Required task
Can you format the listing below as a JSON list of strings, with one string per line and blank lines left out?

(Stored entries)
____________

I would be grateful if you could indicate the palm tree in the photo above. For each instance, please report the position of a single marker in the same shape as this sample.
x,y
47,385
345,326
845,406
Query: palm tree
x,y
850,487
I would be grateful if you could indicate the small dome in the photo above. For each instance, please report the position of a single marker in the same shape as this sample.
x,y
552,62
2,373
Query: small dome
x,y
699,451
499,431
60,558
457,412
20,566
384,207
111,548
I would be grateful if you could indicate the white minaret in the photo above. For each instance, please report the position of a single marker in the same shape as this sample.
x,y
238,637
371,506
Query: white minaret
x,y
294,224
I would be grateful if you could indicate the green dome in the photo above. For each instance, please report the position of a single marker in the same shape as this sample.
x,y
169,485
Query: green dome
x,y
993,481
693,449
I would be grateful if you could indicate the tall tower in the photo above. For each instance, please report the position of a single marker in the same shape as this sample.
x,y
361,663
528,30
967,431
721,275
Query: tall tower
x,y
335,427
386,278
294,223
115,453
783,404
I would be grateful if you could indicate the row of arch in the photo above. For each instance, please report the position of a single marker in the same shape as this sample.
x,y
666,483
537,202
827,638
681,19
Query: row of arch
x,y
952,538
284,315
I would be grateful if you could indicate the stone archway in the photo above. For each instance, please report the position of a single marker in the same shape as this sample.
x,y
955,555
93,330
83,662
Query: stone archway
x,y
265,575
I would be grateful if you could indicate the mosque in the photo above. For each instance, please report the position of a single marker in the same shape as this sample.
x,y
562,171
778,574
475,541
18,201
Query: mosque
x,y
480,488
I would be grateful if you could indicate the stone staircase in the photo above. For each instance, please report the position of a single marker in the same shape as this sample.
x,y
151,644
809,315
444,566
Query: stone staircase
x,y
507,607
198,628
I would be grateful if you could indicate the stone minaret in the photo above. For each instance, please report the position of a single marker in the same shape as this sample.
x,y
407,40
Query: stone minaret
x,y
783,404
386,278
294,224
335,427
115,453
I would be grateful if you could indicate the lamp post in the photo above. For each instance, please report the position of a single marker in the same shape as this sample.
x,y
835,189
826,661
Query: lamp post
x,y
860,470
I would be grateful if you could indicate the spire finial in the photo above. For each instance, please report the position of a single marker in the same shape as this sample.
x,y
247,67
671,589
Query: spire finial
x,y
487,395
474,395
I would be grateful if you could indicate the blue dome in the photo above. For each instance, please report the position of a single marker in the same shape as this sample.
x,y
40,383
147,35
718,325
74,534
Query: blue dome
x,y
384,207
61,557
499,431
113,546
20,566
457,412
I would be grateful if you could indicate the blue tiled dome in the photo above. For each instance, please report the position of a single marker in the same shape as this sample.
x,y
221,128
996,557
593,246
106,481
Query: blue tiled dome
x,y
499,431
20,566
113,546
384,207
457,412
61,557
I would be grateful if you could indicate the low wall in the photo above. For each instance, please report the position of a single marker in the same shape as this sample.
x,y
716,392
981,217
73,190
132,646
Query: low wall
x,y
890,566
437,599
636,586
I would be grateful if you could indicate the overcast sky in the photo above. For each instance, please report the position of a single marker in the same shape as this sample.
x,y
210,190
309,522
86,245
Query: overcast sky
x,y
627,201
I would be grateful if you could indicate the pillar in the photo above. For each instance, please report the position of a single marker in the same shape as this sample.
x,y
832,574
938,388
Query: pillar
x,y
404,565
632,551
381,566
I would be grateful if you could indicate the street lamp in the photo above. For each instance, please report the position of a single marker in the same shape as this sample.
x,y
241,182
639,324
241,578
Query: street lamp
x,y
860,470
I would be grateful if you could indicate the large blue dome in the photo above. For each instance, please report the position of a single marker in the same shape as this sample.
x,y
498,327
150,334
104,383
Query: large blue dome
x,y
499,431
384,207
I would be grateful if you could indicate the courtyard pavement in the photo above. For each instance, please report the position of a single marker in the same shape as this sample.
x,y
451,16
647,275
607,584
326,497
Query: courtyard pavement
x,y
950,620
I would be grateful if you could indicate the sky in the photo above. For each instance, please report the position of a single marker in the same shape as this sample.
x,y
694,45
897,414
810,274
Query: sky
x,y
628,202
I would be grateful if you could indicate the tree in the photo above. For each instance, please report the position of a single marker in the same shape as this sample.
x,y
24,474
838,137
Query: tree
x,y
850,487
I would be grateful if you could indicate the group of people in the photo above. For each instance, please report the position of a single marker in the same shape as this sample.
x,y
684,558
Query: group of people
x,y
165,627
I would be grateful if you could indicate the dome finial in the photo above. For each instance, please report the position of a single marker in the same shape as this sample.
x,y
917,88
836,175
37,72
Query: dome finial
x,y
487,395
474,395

____________

Response to the exercise
[
  "I would be grateful if you could indicate the palm tree in the photo above. For each instance, please report the position of a single marker in the same shape as this sample.",
  "x,y",
  "47,385",
  "345,326",
  "845,406",
  "Query: palm tree",
  "x,y",
  "850,487",
  "I would be grateful if you could indicate the small dome in the photo above. For each instance, please report the position of a single marker in the same shape as this sample.",
  "x,y",
  "552,62",
  "2,373",
  "Query: small dome",
  "x,y",
  "699,451",
  "499,431",
  "60,558",
  "457,412",
  "20,566",
  "384,207",
  "111,548",
  "I would be grateful if you could indicate the white minaret in the photo above. For each instance, please report the position of a single marker in the same shape as this sample.",
  "x,y",
  "238,637",
  "371,506",
  "Query: white minaret",
  "x,y",
  "294,224",
  "I would be grateful if you could indicate the green dome in the photo above. For each instance, please report the position of a single marker in the same shape as this sample.",
  "x,y",
  "169,485",
  "Query: green dome",
  "x,y",
  "993,481",
  "693,449",
  "I would be grateful if you could indicate the tall tower in the photo above. For each instance, please report the position of a single marker in the same shape as this sample.",
  "x,y",
  "361,663",
  "528,30",
  "967,431",
  "721,275",
  "Query: tall tower",
  "x,y",
  "335,427",
  "386,278",
  "294,223",
  "115,453",
  "783,404",
  "I would be grateful if you could indicate the row of arch in the photo above. For each instance, please report the position of a single marker in the same shape as this sample.",
  "x,y",
  "666,483",
  "537,202",
  "827,638",
  "681,19",
  "Query: row of arch",
  "x,y",
  "952,538",
  "284,315",
  "I would be grateful if you could indicate the stone archway in the photo above. For each instance, please report the position of a single marker in the same shape as this sample.",
  "x,y",
  "955,555",
  "93,330",
  "83,662",
  "Query: stone archway",
  "x,y",
  "265,575",
  "I would be grateful if you could indicate the mosque in the photo above. For each instance, please report the position of a single marker in the same shape as this sample.",
  "x,y",
  "562,171",
  "778,574",
  "475,541",
  "18,201",
  "Query: mosque",
  "x,y",
  "480,488",
  "I would be grateful if you could indicate the stone staircase in the photo above. For each instance, please report the position of a single marker in the same shape as this sample.",
  "x,y",
  "151,644",
  "809,315",
  "444,566",
  "Query: stone staircase",
  "x,y",
  "507,607",
  "198,628",
  "I would be grateful if you could indicate the stone minaret in the photo above. For each instance, please report the position of a single marker in the same shape as this sample.",
  "x,y",
  "407,40",
  "Query: stone minaret",
  "x,y",
  "783,404",
  "386,278",
  "294,224",
  "335,427",
  "115,453",
  "I would be grateful if you could indicate the lamp post in the photo above. For each instance, please report the position of a single marker in the same shape as this sample.",
  "x,y",
  "835,189",
  "826,661",
  "Query: lamp post",
  "x,y",
  "860,470",
  "I would be grateful if you could indicate the spire finial in the photo above. For each instance, please report the position of a single marker in the same shape as this sample.",
  "x,y",
  "247,67",
  "671,589",
  "Query: spire finial",
  "x,y",
  "487,395",
  "474,395",
  "I would be grateful if you could indicate the blue dome in the photo above. For each instance, please report the position of a single marker in the same shape as this sample.",
  "x,y",
  "40,383",
  "147,35",
  "718,325",
  "74,534",
  "Query: blue dome",
  "x,y",
  "384,207",
  "61,557",
  "499,431",
  "113,546",
  "20,566",
  "457,412",
  "I would be grateful if you could indicate the blue tiled dome in the photo above. For each instance, please report the position of a single marker in the same shape as this sample.",
  "x,y",
  "221,128",
  "996,557",
  "593,246",
  "106,481",
  "Query: blue tiled dome",
  "x,y",
  "499,431",
  "20,566",
  "113,546",
  "384,207",
  "457,412",
  "61,557",
  "I would be grateful if you could indicate the low wall in the photo above. For each instance, please report the position of a single marker in the same shape as this sample.",
  "x,y",
  "716,392",
  "981,217",
  "73,190",
  "132,646",
  "Query: low wall",
  "x,y",
  "890,566",
  "437,599",
  "636,586",
  "I would be grateful if you could indicate the overcast sky in the photo above. For each instance, please report the position of a single marker in the same shape as this sample.",
  "x,y",
  "210,190",
  "309,522",
  "86,245",
  "Query: overcast sky",
  "x,y",
  "627,201",
  "I would be grateful if you could indicate the pillar in the photo above. For each instance, please report the position of a single marker in the same shape as this sample.",
  "x,y",
  "832,574",
  "938,388",
  "Query: pillar",
  "x,y",
  "404,565",
  "632,551",
  "381,566",
  "I would be grateful if you could indicate the street lamp in the photo above. For each instance, please report the position of a single marker in the same shape as this sample.",
  "x,y",
  "241,182",
  "639,324",
  "241,578",
  "Query: street lamp",
  "x,y",
  "860,470",
  "I would be grateful if you could indicate the large blue dome in the photo above. For each instance, please report the position of a single marker in the same shape as this sample.",
  "x,y",
  "498,327",
  "150,334",
  "104,383",
  "Query: large blue dome",
  "x,y",
  "499,431",
  "384,207",
  "I would be grateful if you could indicate the courtyard pavement in the photo above. For each instance, please report the position of a single marker in the same shape as this sample.",
  "x,y",
  "451,16",
  "647,275",
  "607,584",
  "326,497",
  "Query: courtyard pavement",
  "x,y",
  "950,620",
  "I would be grateful if you could indicate the sky in the photo above. For each instance, please report the position of a single marker in the same shape as this sample.",
  "x,y",
  "694,45",
  "897,414",
  "810,274",
  "Query: sky",
  "x,y",
  "628,202",
  "I would be grateful if you could indicate the tree in the photo above. For each instance, please report the position of a single marker in the same shape as this sample.",
  "x,y",
  "24,474",
  "838,137",
  "Query: tree",
  "x,y",
  "850,487",
  "I would be grateful if you could indicate the group of people in the photo above. For each instance, please report the position of a single marker in the same shape as this sample.",
  "x,y",
  "684,558",
  "Query: group of people",
  "x,y",
  "165,627",
  "I would be grateful if you could indicate the dome finial in the photo above. For each instance, please report the position of a single marker in the same shape as this sample.",
  "x,y",
  "917,88",
  "836,175",
  "37,72",
  "Query: dome finial",
  "x,y",
  "487,395",
  "474,395"
]